> _WHAT YOU NEED TO DO_:
How many lines of the material below contain the word "each"? Reply with the number alone.

--------------------

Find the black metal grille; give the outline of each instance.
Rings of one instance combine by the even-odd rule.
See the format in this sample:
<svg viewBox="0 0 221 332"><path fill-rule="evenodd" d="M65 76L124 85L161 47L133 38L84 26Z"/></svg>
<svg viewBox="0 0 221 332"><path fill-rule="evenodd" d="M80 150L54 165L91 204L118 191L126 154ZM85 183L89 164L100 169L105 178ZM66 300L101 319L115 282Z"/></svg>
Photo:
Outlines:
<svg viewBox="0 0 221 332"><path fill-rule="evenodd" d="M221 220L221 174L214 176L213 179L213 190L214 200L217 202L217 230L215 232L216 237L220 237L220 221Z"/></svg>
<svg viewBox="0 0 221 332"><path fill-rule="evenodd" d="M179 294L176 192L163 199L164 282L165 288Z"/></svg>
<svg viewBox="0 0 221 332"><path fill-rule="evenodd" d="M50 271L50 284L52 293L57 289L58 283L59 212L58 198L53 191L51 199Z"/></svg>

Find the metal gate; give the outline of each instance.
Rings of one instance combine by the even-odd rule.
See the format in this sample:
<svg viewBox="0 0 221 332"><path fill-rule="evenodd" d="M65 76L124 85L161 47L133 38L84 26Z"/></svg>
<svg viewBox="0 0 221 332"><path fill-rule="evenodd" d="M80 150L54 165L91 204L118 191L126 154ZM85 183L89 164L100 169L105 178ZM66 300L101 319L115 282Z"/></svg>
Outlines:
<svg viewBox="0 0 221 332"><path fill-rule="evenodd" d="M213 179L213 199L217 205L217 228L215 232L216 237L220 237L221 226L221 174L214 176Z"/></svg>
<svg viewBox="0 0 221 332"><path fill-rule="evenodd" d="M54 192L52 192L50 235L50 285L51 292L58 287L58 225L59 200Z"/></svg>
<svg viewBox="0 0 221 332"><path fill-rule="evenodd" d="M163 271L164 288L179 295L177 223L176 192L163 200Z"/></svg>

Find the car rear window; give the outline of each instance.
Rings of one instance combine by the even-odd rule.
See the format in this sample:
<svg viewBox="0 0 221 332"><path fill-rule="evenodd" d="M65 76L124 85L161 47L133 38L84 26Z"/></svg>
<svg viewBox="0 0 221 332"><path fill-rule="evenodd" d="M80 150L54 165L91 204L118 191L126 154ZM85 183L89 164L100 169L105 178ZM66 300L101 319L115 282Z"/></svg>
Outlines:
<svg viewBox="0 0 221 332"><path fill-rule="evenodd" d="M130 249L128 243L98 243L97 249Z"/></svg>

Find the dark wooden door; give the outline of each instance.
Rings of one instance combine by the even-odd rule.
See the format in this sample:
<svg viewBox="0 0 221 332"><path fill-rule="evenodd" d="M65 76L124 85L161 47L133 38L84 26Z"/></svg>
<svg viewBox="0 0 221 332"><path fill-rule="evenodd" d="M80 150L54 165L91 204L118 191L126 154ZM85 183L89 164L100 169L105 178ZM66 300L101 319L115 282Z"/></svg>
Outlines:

--------------------

> _SOLUTION_:
4